▸ **PROBLEM REQUIREMENTS**: What is needed is an exact transcription of every record.

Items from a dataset
▼

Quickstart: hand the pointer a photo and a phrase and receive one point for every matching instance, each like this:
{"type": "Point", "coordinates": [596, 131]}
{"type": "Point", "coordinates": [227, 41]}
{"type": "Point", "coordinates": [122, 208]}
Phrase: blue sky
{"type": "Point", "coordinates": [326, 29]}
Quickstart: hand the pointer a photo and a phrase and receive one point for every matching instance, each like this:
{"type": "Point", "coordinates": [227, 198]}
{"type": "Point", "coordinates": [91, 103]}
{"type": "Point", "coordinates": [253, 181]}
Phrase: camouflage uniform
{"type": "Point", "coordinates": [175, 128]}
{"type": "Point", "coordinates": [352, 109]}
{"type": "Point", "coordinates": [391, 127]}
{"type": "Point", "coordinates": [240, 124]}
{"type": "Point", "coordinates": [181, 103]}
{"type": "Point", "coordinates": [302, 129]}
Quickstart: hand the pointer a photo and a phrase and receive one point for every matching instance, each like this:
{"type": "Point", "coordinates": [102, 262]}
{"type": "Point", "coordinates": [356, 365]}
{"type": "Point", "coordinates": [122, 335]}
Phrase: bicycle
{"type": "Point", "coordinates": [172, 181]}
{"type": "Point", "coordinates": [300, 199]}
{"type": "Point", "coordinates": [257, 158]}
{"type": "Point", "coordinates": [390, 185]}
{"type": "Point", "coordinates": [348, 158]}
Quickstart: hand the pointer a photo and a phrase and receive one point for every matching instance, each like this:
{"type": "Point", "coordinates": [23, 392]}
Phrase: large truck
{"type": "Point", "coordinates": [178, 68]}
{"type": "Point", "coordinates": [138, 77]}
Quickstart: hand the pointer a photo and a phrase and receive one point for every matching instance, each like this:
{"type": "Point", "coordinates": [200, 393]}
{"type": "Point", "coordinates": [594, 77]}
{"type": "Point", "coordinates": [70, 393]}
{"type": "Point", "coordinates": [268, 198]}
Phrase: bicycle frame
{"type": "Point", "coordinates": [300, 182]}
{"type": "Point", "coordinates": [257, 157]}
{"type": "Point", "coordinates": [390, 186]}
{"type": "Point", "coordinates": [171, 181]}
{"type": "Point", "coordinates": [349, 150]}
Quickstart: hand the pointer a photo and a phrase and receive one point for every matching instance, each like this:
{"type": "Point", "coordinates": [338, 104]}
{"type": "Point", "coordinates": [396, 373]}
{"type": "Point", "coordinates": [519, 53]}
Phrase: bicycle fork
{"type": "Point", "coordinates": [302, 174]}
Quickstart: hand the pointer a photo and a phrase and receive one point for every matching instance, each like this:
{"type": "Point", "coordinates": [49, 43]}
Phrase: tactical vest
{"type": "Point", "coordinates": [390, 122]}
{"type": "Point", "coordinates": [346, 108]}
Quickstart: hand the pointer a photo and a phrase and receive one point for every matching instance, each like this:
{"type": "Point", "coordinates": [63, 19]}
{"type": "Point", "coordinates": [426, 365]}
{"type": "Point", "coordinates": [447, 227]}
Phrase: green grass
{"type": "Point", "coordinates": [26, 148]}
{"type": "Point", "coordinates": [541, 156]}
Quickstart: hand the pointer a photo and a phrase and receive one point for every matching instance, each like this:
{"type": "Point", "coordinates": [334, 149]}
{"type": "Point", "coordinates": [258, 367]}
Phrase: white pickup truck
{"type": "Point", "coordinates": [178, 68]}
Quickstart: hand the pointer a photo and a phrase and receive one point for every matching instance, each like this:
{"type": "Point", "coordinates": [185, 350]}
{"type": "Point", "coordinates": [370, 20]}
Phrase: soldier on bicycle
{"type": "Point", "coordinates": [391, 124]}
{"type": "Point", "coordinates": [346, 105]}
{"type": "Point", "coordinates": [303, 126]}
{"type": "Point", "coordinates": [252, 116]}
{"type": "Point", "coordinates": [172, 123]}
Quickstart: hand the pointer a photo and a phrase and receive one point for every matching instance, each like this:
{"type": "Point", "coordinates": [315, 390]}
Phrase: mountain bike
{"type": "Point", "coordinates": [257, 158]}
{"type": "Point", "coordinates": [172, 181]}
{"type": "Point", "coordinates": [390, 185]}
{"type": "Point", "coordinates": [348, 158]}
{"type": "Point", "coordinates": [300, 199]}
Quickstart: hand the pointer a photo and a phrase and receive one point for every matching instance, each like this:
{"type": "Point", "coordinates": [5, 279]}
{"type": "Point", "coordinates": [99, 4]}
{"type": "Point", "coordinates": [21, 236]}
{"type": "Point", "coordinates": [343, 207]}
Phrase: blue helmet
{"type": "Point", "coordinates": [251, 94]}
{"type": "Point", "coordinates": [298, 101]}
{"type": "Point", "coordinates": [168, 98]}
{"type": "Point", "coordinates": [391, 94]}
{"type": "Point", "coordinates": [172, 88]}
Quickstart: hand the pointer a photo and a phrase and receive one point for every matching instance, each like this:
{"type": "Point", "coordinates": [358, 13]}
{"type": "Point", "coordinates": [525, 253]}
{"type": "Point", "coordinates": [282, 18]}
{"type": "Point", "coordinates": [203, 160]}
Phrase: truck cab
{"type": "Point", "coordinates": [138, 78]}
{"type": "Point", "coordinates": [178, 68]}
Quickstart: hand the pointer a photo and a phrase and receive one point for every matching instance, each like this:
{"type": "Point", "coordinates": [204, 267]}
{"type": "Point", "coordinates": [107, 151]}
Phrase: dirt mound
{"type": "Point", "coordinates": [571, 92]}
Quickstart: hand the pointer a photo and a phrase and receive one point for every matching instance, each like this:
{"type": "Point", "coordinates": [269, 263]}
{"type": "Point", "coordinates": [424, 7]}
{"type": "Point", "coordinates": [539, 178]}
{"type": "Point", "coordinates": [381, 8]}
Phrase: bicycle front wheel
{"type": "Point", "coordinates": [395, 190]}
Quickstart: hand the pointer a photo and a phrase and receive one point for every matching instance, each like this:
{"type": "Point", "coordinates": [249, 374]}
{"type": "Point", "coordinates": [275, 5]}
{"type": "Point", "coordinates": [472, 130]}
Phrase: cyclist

▲

▸ **RESPONSE FOR THIS EXERCISE**:
Quickstart: hand the pointer a photo and a phrase and receive one point for every matching instance, each like this:
{"type": "Point", "coordinates": [596, 131]}
{"type": "Point", "coordinates": [227, 41]}
{"type": "Point", "coordinates": [122, 208]}
Phrase: blue sky
{"type": "Point", "coordinates": [326, 29]}
Quickstart: hand the pointer a photo and a phrase and receive one point for every matching instance, each like this:
{"type": "Point", "coordinates": [227, 198]}
{"type": "Point", "coordinates": [91, 103]}
{"type": "Point", "coordinates": [253, 181]}
Phrase: camouflage uniform
{"type": "Point", "coordinates": [175, 128]}
{"type": "Point", "coordinates": [352, 109]}
{"type": "Point", "coordinates": [391, 127]}
{"type": "Point", "coordinates": [240, 124]}
{"type": "Point", "coordinates": [181, 103]}
{"type": "Point", "coordinates": [302, 129]}
Quickstart: hand the pointer a photo and a phrase and receive one point for every matching instance, each like this:
{"type": "Point", "coordinates": [102, 262]}
{"type": "Point", "coordinates": [356, 365]}
{"type": "Point", "coordinates": [122, 335]}
Phrase: bicycle
{"type": "Point", "coordinates": [172, 181]}
{"type": "Point", "coordinates": [300, 199]}
{"type": "Point", "coordinates": [257, 158]}
{"type": "Point", "coordinates": [390, 185]}
{"type": "Point", "coordinates": [348, 158]}
Quickstart: hand the pointer a photo and a phrase and receive one point for every matching instance, each like this:
{"type": "Point", "coordinates": [23, 392]}
Phrase: large truck
{"type": "Point", "coordinates": [178, 68]}
{"type": "Point", "coordinates": [138, 77]}
Quickstart: hand the pointer a photo and a phrase and receive one point for every matching instance, each like this:
{"type": "Point", "coordinates": [200, 393]}
{"type": "Point", "coordinates": [594, 77]}
{"type": "Point", "coordinates": [70, 393]}
{"type": "Point", "coordinates": [268, 198]}
Phrase: bicycle frame
{"type": "Point", "coordinates": [300, 182]}
{"type": "Point", "coordinates": [257, 157]}
{"type": "Point", "coordinates": [390, 186]}
{"type": "Point", "coordinates": [171, 181]}
{"type": "Point", "coordinates": [349, 150]}
Quickstart: hand the pointer a photo and a phrase and receive one point for every matching instance, each like this:
{"type": "Point", "coordinates": [338, 104]}
{"type": "Point", "coordinates": [396, 373]}
{"type": "Point", "coordinates": [519, 53]}
Phrase: bicycle fork
{"type": "Point", "coordinates": [302, 174]}
Quickstart: hand the pointer a photo and a phrase and receive one point for every matching instance, each like this:
{"type": "Point", "coordinates": [49, 43]}
Phrase: tactical vest
{"type": "Point", "coordinates": [390, 122]}
{"type": "Point", "coordinates": [346, 108]}
Quickstart: hand the pointer a photo and a phrase and receive one point for every matching instance, each like this:
{"type": "Point", "coordinates": [63, 19]}
{"type": "Point", "coordinates": [426, 365]}
{"type": "Point", "coordinates": [447, 227]}
Phrase: green grass
{"type": "Point", "coordinates": [26, 148]}
{"type": "Point", "coordinates": [541, 156]}
Quickstart: hand the pointer a photo and a phrase and receive one point for every matching instance, each like this:
{"type": "Point", "coordinates": [334, 149]}
{"type": "Point", "coordinates": [258, 367]}
Phrase: white pickup truck
{"type": "Point", "coordinates": [178, 68]}
Quickstart: hand the pointer a photo and a phrase and receive one point for every matching instance, each like this:
{"type": "Point", "coordinates": [185, 350]}
{"type": "Point", "coordinates": [370, 20]}
Phrase: soldier on bicycle
{"type": "Point", "coordinates": [391, 124]}
{"type": "Point", "coordinates": [346, 105]}
{"type": "Point", "coordinates": [303, 126]}
{"type": "Point", "coordinates": [252, 116]}
{"type": "Point", "coordinates": [172, 123]}
Quickstart: hand the pointer a photo and a phrase and receive one point for every matching instance, each like this:
{"type": "Point", "coordinates": [315, 390]}
Phrase: mountain bike
{"type": "Point", "coordinates": [257, 158]}
{"type": "Point", "coordinates": [172, 181]}
{"type": "Point", "coordinates": [390, 185]}
{"type": "Point", "coordinates": [348, 158]}
{"type": "Point", "coordinates": [300, 199]}
Quickstart: hand the pointer a photo and a phrase and receive one point for every matching instance, each like this:
{"type": "Point", "coordinates": [5, 279]}
{"type": "Point", "coordinates": [99, 4]}
{"type": "Point", "coordinates": [21, 236]}
{"type": "Point", "coordinates": [343, 207]}
Phrase: blue helmet
{"type": "Point", "coordinates": [251, 94]}
{"type": "Point", "coordinates": [298, 101]}
{"type": "Point", "coordinates": [168, 98]}
{"type": "Point", "coordinates": [391, 94]}
{"type": "Point", "coordinates": [172, 88]}
Quickstart: hand the pointer a photo and a phrase and receive one point for every matching instance, each like this:
{"type": "Point", "coordinates": [358, 13]}
{"type": "Point", "coordinates": [525, 253]}
{"type": "Point", "coordinates": [282, 18]}
{"type": "Point", "coordinates": [203, 160]}
Phrase: truck cab
{"type": "Point", "coordinates": [138, 78]}
{"type": "Point", "coordinates": [178, 68]}
Quickstart: hand the pointer a photo and a phrase and receive one point for every matching instance, each like this:
{"type": "Point", "coordinates": [204, 267]}
{"type": "Point", "coordinates": [107, 151]}
Phrase: dirt mound
{"type": "Point", "coordinates": [571, 92]}
Quickstart: hand the pointer a photo and a phrase and receive one point for every matching instance, each like this:
{"type": "Point", "coordinates": [269, 263]}
{"type": "Point", "coordinates": [424, 7]}
{"type": "Point", "coordinates": [539, 178]}
{"type": "Point", "coordinates": [381, 8]}
Phrase: bicycle front wheel
{"type": "Point", "coordinates": [395, 190]}
Quickstart: hand the pointer a photo and a phrase and receive one point for every matching instance, each like this:
{"type": "Point", "coordinates": [249, 374]}
{"type": "Point", "coordinates": [275, 5]}
{"type": "Point", "coordinates": [472, 130]}
Phrase: cyclist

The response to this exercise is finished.